- **To do**: Copy the data. Keep every character as given.

#### Records provided ####

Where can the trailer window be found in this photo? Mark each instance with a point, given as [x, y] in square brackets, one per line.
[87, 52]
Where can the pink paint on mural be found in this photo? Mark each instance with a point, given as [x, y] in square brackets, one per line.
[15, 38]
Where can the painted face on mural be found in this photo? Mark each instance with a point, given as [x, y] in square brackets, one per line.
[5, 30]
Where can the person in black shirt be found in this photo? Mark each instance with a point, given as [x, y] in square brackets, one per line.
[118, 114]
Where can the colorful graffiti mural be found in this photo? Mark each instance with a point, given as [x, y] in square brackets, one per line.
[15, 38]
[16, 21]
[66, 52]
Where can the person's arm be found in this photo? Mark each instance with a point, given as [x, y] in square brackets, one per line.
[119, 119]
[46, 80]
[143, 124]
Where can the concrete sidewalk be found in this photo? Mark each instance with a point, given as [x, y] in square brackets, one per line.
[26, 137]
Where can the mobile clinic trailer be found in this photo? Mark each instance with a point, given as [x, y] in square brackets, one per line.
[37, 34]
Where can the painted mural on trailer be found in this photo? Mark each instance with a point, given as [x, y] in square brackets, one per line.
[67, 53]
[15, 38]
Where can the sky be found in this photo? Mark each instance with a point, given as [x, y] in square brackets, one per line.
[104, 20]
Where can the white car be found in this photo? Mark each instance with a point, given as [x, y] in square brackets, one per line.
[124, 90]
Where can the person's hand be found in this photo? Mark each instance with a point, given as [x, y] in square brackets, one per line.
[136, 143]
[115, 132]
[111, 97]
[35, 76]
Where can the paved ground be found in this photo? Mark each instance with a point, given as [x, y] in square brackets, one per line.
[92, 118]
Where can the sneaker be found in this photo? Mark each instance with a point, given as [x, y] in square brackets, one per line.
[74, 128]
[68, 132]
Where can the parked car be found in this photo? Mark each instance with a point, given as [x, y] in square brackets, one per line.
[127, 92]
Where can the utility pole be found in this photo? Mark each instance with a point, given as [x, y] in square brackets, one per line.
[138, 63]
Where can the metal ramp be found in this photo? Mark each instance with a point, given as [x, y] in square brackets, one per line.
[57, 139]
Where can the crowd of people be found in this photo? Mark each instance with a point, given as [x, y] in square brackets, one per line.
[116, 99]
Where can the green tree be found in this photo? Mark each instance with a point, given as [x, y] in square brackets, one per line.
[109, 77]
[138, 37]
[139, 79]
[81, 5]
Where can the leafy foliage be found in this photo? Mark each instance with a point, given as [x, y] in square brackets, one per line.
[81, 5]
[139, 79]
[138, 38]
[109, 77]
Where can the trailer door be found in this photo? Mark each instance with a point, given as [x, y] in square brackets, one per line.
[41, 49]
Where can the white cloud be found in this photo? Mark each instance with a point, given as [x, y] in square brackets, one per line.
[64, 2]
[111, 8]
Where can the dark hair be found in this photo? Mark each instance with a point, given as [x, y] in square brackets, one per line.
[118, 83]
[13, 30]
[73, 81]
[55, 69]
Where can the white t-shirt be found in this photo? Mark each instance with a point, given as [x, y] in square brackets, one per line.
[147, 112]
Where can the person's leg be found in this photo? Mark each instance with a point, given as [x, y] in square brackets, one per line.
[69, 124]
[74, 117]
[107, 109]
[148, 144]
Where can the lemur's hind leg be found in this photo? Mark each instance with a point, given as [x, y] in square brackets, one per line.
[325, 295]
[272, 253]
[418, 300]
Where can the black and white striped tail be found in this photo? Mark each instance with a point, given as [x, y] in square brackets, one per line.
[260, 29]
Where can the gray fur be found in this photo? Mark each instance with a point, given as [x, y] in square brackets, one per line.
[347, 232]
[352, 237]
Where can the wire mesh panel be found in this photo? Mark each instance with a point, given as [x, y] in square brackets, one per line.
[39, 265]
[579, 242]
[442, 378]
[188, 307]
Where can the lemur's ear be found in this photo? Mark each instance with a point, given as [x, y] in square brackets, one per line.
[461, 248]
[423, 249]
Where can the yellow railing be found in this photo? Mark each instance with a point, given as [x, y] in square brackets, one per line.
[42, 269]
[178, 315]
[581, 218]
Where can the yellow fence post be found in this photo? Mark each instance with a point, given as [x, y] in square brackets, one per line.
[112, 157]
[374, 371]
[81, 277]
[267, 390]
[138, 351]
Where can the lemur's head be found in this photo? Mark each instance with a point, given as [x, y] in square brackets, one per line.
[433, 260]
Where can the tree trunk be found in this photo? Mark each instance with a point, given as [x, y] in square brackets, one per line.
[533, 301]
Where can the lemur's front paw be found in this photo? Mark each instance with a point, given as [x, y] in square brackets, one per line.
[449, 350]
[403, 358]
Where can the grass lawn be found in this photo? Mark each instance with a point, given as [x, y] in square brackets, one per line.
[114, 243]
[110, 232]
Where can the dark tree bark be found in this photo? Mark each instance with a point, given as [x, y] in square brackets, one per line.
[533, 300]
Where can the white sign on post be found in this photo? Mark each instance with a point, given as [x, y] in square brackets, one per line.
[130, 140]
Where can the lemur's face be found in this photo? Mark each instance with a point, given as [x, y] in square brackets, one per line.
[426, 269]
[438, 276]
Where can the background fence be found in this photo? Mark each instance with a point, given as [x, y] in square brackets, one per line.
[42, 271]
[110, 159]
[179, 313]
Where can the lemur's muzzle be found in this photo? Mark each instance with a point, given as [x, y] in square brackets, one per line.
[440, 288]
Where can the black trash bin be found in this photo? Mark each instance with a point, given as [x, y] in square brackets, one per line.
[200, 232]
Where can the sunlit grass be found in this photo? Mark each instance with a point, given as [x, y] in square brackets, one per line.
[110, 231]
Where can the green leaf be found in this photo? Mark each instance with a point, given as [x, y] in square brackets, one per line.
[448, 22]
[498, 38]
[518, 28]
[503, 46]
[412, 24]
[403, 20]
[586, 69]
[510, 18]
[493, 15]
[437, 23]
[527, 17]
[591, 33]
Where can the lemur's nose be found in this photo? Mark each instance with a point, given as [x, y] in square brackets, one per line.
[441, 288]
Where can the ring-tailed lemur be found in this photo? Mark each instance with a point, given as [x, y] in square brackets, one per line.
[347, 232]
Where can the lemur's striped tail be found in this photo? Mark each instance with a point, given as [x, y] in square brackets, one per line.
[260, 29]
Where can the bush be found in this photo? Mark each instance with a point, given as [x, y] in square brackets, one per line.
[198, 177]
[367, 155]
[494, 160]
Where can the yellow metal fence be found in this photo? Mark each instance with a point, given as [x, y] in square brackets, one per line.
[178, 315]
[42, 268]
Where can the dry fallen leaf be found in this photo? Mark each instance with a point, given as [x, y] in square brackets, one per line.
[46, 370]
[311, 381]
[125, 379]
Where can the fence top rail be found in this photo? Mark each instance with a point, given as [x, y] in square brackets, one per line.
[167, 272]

####

- **Task result**:
Where can the trailer window be found in this photo? Mark each instance with a point, given as [x, y] in square brackets, one per line.
[87, 52]
Where can the pink paint on mural be found in this photo? Mark each instance with a point, given as [x, y] in square brackets, one per line.
[15, 38]
Where can the painted face on mural be found in this photo? Mark each instance with a point, given as [x, y] in square brackets, one per line.
[5, 30]
Where can the person in black shirt be found in this photo? Mark each instance with a point, given as [x, y] in square brackets, one per line.
[118, 114]
Where can the colorful graffiti mural be found in this photo? Mark each instance with a point, given as [x, y] in square brackets, one per line.
[15, 38]
[16, 21]
[66, 52]
Where can the person's arm be found in this photo? Mark each instance with a point, given as [x, y] in square brackets, one per line.
[119, 119]
[46, 80]
[143, 124]
Where can the concrete sidewalk be found in this photo? Mark each instance with a point, given as [x, y] in square brackets, one per line.
[26, 137]
Where can the mobile clinic trailer be found in this photo? Mark each instance with a point, given as [x, y] in square brackets, one per line.
[37, 34]
Where can the painted mural on trailer be found in this photo? Mark each instance with a point, given as [x, y] in square brackets, one per line.
[67, 53]
[15, 38]
Where can the sky be found in this photo? Mark each instance with a point, given as [x, y] in square brackets, one per line.
[104, 20]
Where can the white car be found in this photo? Mark each instance with a point, given as [x, y] in square brackets, one per line.
[124, 90]
Where can the person's hand be found in this photo? Mark each instance with a point, given as [x, y] in square brackets, one per line.
[136, 143]
[115, 132]
[111, 97]
[35, 76]
Where can the paved ground be found in this photo? Mark each instance with a point, given as [x, y] in square brackets, one per line.
[92, 118]
Where can the sneaker be found in this photo? Mark each instance with a point, given as [x, y] in square brackets, one per line.
[74, 128]
[68, 132]
Where can the parked car be found in this photo? Mark each instance with a point, given as [x, y] in square brackets, one per line.
[127, 92]
Where can the utility pole be found in this photo? Mark each instance with a point, given as [x, y] in square brackets, one per line.
[138, 63]
Where can the metal ramp be found in this photo? Mark each instance with a point, given as [x, y] in square brackets, one per line.
[57, 139]
Where can the crowd of people be found in this photo? Mark each instance with a point, given as [x, y] in square brackets, one per line.
[116, 99]
Where can the green tree be found in this photo? Mark each instance with a point, given as [x, y] in square brackets, one per line.
[109, 77]
[138, 37]
[139, 79]
[81, 5]
Where can the leafy foliage be found in this photo? Mark each instance with a point, given as [x, y] in square brackets, one per line.
[81, 5]
[139, 79]
[138, 38]
[109, 77]
Where can the trailer door be found in this photo? Mark each instance with a point, given as [x, y] in square brackets, one per line.
[41, 49]
Where can the white cloud be found in this photo? Mark each instance with a point, given as [x, y] in square brackets, one per line.
[64, 2]
[111, 8]
Where can the dark hair be found in this photo? Mark each instance with a point, given as [x, y] in square brackets, one per line.
[118, 83]
[13, 30]
[73, 81]
[55, 69]
Where can the white t-shirt be found in this photo? Mark each instance with a point, given as [x, y] in square brackets, one per line.
[147, 112]
Where can the person's leg be found in this photo? Mark each instance with a point, given as [x, y] in square brackets, one per line.
[69, 124]
[74, 117]
[107, 109]
[148, 144]
Where can the lemur's hind leg be found in this photo? Mark each instance with a point, given as [x, y] in square brackets, one per line.
[325, 295]
[272, 253]
[418, 300]
Where can the black and white striped tail be found in this photo? Mark each instance with a point, given as [x, y] in square brackets, one per line.
[260, 29]
Where can the gray fur be found in this photo? Mark each instance with a point, given as [x, y] in square brackets, one per line.
[347, 232]
[352, 237]
Where can the wire mesh panel be found in this photo? Mark each instance with a point, given as [x, y] in square brackets, one per line.
[39, 265]
[579, 242]
[442, 378]
[188, 307]
Where can the lemur's ear be found in this photo? Mark each instance with a point, given as [x, y] in square brackets, one per line.
[461, 248]
[423, 249]
Where can the yellow railing be found in this photo? Mark each instance with a point, given as [x, y] in square brackets, one per line.
[42, 269]
[178, 315]
[581, 218]
Where can the yellow fence post be found in this photo? Mark each instance with a point, given as [x, y] in square brackets, one per line.
[112, 157]
[374, 371]
[81, 277]
[267, 390]
[138, 351]
Where can the lemur's head be found in this photo? Mark each instance with a point, given as [x, y] in square brackets, one per line.
[433, 260]
Where can the tree trunk be found in this photo? Mark each instance with a point, given as [x, y] in square brackets, one per line.
[533, 301]
Where can the lemur's front paw be found in this photo? Mark each instance with a point, given as [x, y] in square brackets, one per line.
[449, 350]
[403, 358]
Where can the grass lawn be found in this photo? Mark each instance with a point, given as [x, y] in square brackets, one per line.
[114, 243]
[110, 232]
Where can the dark tree bark be found in this photo? Mark each instance with a point, given as [x, y] in square brackets, one per line.
[533, 300]
Where can the white sign on post be found in this photo? Mark each instance with a point, given as [x, y] in square brackets, one per line.
[130, 140]
Where can the lemur's face be found in this photo? Mark each instance with a point, given as [x, y] in square brackets, one per line.
[426, 269]
[438, 276]
Where can the background fence be found in this photo? Mark each instance with a point, given as [x, y] in square brackets, one per line.
[42, 271]
[110, 159]
[179, 313]
Where can the lemur's muzzle be found in this photo? Mark each instance with a point, given as [x, y] in square brackets, one per line.
[440, 288]
Where can the black trash bin be found in this photo? Mark each instance with a point, given as [x, y] in square brackets, one per line.
[200, 232]
Where can the sunlit grass be found in this photo? Mark each instance with a point, given as [x, y] in square brackets, one per line.
[110, 231]
Where can the green leaf be found in this photo? Mark each instance with a point, given as [x, y] in square brackets, one per line.
[448, 22]
[498, 38]
[518, 28]
[503, 46]
[412, 24]
[403, 20]
[586, 69]
[510, 18]
[493, 15]
[437, 23]
[527, 17]
[591, 33]
Where can the lemur's nose be found in this photo? Mark each instance with a point, given as [x, y] in square brackets, one per line.
[441, 288]
Where can the ring-tailed lemur be found in this photo? Mark each instance with a point, given as [x, y] in square brackets, one per line.
[347, 232]
Where can the lemur's striped tail be found in this photo? Mark each instance with a point, given as [x, y] in square brackets, one per line.
[260, 29]
Where can the bush be found in this photo? Mark each instance with a point, given as [x, y] in square brackets, one per line.
[198, 177]
[367, 155]
[494, 160]
Where can the yellow metal fence be found in this photo? Mark each instance with a point, given as [x, y] in square brackets, one per line.
[178, 315]
[42, 268]
Where can the dry fallen leaf be found in this photo? Mark each instance with a point, given as [x, y] in square brackets, one per line.
[46, 370]
[311, 381]
[125, 379]
Where can the fence top rail be found in this photo? Mark each instance with a point, given as [x, y] in square brackets, one per line.
[167, 272]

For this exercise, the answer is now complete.